[START OF Data for processing]

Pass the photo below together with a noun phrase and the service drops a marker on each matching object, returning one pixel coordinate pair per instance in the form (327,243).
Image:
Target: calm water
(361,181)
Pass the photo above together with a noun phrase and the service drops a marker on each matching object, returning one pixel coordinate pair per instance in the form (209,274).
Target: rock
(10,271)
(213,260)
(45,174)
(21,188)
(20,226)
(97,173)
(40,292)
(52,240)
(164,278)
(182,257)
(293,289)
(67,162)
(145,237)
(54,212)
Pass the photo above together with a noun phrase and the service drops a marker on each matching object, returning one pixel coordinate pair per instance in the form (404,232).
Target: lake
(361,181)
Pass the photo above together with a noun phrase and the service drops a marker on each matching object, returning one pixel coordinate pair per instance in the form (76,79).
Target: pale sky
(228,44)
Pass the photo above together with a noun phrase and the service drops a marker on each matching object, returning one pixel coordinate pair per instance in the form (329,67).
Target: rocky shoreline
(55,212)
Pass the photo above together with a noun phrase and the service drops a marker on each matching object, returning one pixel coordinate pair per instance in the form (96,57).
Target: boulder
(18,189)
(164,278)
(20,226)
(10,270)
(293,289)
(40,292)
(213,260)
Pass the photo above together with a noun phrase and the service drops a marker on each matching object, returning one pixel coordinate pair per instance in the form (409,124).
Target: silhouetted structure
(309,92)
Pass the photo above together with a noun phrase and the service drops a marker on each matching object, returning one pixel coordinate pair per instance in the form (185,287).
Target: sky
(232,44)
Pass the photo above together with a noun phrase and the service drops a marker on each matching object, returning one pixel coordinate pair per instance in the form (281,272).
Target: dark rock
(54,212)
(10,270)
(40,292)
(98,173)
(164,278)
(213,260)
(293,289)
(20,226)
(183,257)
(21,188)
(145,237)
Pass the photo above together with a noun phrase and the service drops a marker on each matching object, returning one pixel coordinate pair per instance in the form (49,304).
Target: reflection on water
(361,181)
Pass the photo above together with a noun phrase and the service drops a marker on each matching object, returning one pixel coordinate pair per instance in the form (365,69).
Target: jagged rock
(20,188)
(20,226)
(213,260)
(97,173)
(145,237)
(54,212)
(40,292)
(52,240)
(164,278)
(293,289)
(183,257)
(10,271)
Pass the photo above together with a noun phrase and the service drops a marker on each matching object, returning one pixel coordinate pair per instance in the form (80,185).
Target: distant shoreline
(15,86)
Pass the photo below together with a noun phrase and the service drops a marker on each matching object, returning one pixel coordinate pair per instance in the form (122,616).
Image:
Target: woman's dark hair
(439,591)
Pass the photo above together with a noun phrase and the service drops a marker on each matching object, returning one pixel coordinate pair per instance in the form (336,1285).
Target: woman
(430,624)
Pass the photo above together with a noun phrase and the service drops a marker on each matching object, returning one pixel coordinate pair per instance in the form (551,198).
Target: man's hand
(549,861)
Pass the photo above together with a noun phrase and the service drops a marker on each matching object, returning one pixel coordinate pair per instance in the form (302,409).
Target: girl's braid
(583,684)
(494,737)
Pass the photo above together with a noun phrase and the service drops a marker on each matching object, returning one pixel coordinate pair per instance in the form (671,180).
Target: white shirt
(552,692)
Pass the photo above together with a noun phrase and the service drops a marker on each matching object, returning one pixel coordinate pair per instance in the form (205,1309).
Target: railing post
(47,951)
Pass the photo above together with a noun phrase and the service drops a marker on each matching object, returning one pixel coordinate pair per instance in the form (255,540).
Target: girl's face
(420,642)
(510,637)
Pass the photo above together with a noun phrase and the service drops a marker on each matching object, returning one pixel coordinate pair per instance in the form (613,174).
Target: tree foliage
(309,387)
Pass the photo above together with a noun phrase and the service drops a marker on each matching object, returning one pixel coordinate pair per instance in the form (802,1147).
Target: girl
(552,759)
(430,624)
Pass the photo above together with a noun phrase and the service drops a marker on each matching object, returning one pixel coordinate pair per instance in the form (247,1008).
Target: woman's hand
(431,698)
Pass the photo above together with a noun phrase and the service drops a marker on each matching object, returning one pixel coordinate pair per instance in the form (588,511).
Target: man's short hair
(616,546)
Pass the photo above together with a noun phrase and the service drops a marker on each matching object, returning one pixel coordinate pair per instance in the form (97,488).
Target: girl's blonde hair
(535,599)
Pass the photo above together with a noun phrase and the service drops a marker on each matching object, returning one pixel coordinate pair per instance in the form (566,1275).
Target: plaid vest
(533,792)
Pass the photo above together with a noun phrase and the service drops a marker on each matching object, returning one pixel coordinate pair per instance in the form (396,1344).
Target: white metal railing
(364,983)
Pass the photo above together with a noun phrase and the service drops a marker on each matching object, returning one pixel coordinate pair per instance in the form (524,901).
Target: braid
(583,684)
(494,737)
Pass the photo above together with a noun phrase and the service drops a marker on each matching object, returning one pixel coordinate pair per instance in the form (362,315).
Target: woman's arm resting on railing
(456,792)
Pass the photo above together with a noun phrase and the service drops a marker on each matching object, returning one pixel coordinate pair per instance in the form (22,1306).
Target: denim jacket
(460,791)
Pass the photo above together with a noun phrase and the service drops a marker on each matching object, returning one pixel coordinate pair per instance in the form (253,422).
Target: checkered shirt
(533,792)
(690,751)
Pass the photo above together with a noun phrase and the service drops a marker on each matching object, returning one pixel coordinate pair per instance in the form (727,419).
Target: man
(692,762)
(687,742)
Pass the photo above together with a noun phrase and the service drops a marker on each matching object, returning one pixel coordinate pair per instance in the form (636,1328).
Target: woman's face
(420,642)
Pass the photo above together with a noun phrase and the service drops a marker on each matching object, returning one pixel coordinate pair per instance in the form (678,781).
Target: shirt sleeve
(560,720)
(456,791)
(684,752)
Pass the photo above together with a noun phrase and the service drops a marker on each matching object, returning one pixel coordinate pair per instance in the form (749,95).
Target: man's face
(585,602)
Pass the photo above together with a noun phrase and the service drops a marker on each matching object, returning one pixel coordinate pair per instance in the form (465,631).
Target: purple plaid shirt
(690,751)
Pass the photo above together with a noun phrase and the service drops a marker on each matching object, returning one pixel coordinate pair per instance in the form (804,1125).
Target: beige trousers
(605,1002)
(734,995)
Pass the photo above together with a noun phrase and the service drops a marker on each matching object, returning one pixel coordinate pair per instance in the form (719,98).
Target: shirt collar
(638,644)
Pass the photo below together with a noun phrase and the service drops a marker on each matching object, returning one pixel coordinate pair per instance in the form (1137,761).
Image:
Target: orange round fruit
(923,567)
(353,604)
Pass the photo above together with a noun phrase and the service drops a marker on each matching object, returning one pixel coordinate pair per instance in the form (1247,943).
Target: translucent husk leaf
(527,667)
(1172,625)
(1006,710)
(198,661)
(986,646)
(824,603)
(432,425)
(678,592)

[END OF Data for processing]

** Objective **
Copy out, word for word, the lines of the entries from the one containing "the form (1247,943)." through the last line, including both.

** Response for this exercise **
Pass the photo above together with a noun phrase and the service drops a marker on each matching object, returning one pixel coordinate pair per instance in the form (1247,943).
Target: translucent husk leaf
(527,667)
(1172,625)
(1006,710)
(198,661)
(986,646)
(824,603)
(432,425)
(678,592)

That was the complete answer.